Walker et al (1997) delineated best corridors routes in Northern Rockies using ARC/GRID and Montana gap analysis (relating to vegetation cover), by deriving habitat model for the species and combining it with road density data to create kilometer-scale cost surface of movement. They performed a least cost path analysis to locate broad potential corridor routes for wildlife. Though the method has advantage in terms of ease of computation and interpretation, it also has disadvantage, because delineating a least cost path could be much more computationally demanding due to the number of possible cell-path combination in a large region and sometimes the least cost path may not be the least resistance path.

In their own study, Clevenger et al (2002) used GIS-Generated, expert-based models to identify linkage across a major transportation corridor. The model was based on empirical habitat data and expert information (opinion and literature based) developed in a multicriteria decision making process. The empirical model was used as a yardstick to measure the accuracy of the expert based model. They validated the performance of the models with an independent data set. The test showed that the expert literature model was consistently more similar to the empirical model than the expert opinion based models. The expert based technique advantage is that an assortment of GIs tools designed for model building purposes are readily available today and easy to use, however the empirical method has some short coming in that the model predicted annual habitat selection and did not take seasonality into account.

In another study of biodiversity gain by Angold et al (2005), they examined the biodiversity in urban habitat in Birmingham (England) with the aim of, (i) analyzing the extent to which flora and fauna utilize the urban greenways both as corridors and as habitat. (Ii) To examine the effects of habitat fragment size and connectivity on the ecological diversity and the distribution of individual species. (iii) To understand the ecological characteristics of the biota of cities model. They used a combination of field surveys of plants and beetles, genetic studies of butterflies, modeling the anthropochorous nature of the floral communities and spatially explicit modeling of mammal species. In their studies, they found that green corridors make little difference on the diversity of plants and bettles but provide valuable habitat for them, especially on river corridors and railway land. They also found no evidence that wetland beetle diversity is greater on or near the green corridor and no evidence that corridors are necessary for dispersal of butterflies, while for the invertebrates, the quality of the habitat appears to be a significant factor in the usage of the green corridor. This finding indicates the importance of identifying a target species or group of species for urban greenways intended as dispersal route ways rather than as habitat.

[Region pointing data]
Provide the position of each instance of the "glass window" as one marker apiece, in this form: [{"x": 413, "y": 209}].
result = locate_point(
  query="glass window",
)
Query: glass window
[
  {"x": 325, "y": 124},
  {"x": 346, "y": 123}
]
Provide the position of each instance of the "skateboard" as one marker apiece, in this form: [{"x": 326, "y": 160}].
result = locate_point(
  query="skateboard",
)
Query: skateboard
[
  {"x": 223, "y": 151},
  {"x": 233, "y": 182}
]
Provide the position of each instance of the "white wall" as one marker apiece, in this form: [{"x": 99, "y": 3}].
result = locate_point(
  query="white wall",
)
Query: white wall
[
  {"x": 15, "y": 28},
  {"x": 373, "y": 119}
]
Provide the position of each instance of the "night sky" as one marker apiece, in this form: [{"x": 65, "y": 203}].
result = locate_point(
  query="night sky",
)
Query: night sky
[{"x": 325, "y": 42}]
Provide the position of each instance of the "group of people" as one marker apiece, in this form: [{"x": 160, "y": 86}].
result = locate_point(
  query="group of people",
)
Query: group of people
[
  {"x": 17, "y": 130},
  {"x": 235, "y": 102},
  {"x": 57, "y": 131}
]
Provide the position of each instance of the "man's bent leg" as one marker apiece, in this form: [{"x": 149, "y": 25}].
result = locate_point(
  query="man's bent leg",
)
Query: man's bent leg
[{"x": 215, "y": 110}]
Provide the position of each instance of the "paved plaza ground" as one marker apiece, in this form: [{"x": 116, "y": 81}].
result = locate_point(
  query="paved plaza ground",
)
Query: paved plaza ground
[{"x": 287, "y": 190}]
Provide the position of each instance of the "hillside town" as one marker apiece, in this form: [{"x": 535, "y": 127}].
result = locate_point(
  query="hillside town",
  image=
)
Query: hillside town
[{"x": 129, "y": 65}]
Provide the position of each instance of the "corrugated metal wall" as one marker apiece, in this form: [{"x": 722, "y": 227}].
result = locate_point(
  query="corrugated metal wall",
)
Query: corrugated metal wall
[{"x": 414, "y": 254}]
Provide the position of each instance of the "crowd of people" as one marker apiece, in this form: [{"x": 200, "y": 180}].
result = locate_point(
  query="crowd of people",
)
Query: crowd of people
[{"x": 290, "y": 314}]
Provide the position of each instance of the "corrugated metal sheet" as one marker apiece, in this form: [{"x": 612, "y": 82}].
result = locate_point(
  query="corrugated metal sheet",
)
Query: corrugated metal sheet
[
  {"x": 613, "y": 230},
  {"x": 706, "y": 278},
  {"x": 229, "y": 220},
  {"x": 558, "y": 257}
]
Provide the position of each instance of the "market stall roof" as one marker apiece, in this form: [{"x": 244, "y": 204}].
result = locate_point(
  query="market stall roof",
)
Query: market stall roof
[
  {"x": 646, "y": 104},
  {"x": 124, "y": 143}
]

# Directions for this task
Say whether each statement agrees with the corridor studies text, answering yes or no and quoting the text's deciding words exactly: (a) Clevenger et al found the expert literature model more similar to the empirical model than the expert opinion based models; (b) Angold et al found that wetland beetle diversity is greater on or near the green corridor; (c) Walker et al built a meter-scale cost surface of movement.

# Output of the exercise
(a) Yes: "The test showed that the expert literature model was consistently more similar to the empirical model than the expert opinion based models."
(b) No: "They also found no evidence that wetland beetle diversity is greater on or near the green corridor"
(c) No: "to create kilometer-scale cost surface of movement"